*Exercise description*.
Can you rewrite every line starting at the one that contains "instance like [79,164]." and ending at the last line of the records, shifting each answer coordinate by adding 107 to it? Keep everything else as it stands, including the sample pair after "like".

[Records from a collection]
━━━━━━━━━━━━━━━━━━━━

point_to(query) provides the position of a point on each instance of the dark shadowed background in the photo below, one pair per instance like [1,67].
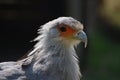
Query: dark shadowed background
[20,19]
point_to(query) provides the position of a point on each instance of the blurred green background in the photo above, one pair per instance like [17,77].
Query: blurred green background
[20,19]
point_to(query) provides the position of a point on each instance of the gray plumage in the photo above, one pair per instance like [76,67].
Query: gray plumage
[53,57]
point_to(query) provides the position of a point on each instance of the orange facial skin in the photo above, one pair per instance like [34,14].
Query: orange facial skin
[69,32]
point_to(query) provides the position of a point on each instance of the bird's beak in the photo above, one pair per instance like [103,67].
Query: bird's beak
[83,37]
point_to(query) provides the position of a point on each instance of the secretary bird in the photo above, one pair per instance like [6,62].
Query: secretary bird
[53,56]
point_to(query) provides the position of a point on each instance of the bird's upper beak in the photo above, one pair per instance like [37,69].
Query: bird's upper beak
[83,37]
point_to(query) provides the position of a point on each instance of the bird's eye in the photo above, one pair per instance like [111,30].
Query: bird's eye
[63,29]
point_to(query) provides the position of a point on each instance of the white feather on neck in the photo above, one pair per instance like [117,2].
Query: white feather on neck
[59,57]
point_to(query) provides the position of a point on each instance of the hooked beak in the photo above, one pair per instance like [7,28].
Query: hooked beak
[83,37]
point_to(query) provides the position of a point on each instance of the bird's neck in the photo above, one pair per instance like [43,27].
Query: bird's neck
[60,60]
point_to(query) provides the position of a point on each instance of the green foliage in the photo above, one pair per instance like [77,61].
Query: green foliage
[104,59]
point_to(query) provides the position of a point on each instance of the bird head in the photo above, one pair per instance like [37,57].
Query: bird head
[64,30]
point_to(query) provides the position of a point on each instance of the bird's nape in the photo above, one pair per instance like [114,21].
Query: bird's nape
[53,56]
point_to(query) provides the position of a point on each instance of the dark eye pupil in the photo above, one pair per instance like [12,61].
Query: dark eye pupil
[63,29]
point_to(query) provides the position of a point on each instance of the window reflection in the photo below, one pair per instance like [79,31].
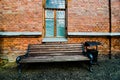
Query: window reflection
[55,3]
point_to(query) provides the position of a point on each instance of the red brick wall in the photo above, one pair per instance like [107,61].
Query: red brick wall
[21,15]
[88,16]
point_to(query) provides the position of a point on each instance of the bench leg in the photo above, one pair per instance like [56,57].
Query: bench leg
[90,56]
[19,70]
[90,66]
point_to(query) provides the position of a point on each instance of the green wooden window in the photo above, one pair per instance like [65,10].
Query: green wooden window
[55,18]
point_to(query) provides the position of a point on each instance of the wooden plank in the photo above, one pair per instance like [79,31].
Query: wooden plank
[55,54]
[54,59]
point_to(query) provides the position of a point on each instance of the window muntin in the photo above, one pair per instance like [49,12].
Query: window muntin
[55,18]
[55,4]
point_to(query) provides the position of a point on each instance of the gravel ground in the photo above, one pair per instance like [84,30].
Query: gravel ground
[108,70]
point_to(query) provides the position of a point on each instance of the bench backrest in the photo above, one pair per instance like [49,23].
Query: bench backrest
[55,49]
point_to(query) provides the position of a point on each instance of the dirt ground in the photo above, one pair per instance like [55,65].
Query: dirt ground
[107,70]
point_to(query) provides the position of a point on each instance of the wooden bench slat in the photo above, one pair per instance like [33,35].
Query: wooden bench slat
[53,58]
[55,54]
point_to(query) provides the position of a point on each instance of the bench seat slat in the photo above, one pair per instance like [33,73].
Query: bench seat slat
[54,58]
[55,54]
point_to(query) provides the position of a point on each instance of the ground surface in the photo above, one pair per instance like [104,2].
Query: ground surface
[108,70]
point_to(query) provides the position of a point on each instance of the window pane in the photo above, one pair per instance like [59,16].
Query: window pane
[55,3]
[49,14]
[49,27]
[60,27]
[60,14]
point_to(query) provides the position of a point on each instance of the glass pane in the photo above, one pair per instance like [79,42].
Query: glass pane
[60,14]
[49,27]
[60,27]
[49,14]
[55,3]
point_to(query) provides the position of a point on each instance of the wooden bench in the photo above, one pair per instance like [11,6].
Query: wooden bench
[38,53]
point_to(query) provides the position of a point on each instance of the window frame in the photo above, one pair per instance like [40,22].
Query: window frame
[55,19]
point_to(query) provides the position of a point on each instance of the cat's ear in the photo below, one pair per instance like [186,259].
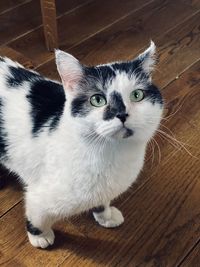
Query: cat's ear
[148,58]
[69,68]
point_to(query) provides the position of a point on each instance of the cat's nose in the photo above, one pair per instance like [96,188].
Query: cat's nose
[122,116]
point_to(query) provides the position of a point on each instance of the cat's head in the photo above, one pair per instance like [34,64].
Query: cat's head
[115,100]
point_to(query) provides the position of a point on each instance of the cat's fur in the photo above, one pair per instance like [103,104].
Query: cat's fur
[70,155]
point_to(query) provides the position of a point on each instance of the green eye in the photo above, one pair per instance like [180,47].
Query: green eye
[98,101]
[137,95]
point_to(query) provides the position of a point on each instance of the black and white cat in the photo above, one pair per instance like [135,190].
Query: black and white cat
[77,145]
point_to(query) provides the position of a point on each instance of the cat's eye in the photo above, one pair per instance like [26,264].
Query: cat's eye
[137,95]
[98,100]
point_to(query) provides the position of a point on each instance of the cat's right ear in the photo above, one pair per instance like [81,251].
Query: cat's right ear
[69,68]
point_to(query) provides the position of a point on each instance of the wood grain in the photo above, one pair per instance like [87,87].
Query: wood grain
[76,26]
[7,5]
[31,18]
[49,24]
[16,56]
[193,260]
[117,41]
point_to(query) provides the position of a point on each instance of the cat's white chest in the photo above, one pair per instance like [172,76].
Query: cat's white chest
[100,177]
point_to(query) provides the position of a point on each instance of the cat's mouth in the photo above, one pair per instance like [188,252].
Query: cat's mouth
[123,132]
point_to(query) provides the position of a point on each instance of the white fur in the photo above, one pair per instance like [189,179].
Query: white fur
[64,175]
[111,217]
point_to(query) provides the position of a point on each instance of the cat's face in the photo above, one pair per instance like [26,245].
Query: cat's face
[114,101]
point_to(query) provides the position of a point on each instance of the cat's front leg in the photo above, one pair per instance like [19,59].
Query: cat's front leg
[108,216]
[38,223]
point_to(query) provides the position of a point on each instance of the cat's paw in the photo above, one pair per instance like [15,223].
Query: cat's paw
[42,241]
[109,218]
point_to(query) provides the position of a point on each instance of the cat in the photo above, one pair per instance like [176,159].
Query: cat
[80,144]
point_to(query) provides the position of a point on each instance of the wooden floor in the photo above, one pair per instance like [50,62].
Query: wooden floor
[162,210]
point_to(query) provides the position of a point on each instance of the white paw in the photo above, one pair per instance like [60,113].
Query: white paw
[42,241]
[109,218]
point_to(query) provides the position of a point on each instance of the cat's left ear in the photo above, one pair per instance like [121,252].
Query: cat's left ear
[148,58]
[69,68]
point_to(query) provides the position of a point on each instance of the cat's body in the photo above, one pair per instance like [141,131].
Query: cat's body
[69,159]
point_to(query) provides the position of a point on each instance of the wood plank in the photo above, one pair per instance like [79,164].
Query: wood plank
[31,19]
[49,24]
[16,56]
[83,22]
[162,217]
[6,5]
[116,42]
[151,233]
[193,259]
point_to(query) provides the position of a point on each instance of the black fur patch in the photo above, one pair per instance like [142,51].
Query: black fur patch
[102,73]
[128,133]
[31,229]
[3,134]
[78,106]
[98,209]
[131,67]
[154,95]
[20,75]
[115,106]
[47,100]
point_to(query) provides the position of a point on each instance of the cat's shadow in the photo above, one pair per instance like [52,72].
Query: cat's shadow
[8,179]
[85,247]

━━━━━━━━━━━━━━━━━━━━

*Finished exercise*.
point_to(query) provides the position of a point on each instance of the wood plank in the photo above, one pair per instance like [79,164].
Query: wood plank
[138,126]
[156,131]
[123,163]
[190,129]
[269,324]
[113,112]
[223,149]
[258,340]
[300,366]
point_to(query) provides the position of a point on each instance of the black fur patch in the photo above, one pair per instance like [142,51].
Query: black fur patch
[209,180]
[235,240]
[138,336]
[110,241]
[185,213]
[205,316]
[238,174]
[261,202]
[127,182]
[222,213]
[154,207]
point_to(query) provides the position of a point on each instance of the cat's shadow in the photo above, one pair per instance like [52,72].
Query: cat's shadow
[115,286]
[192,354]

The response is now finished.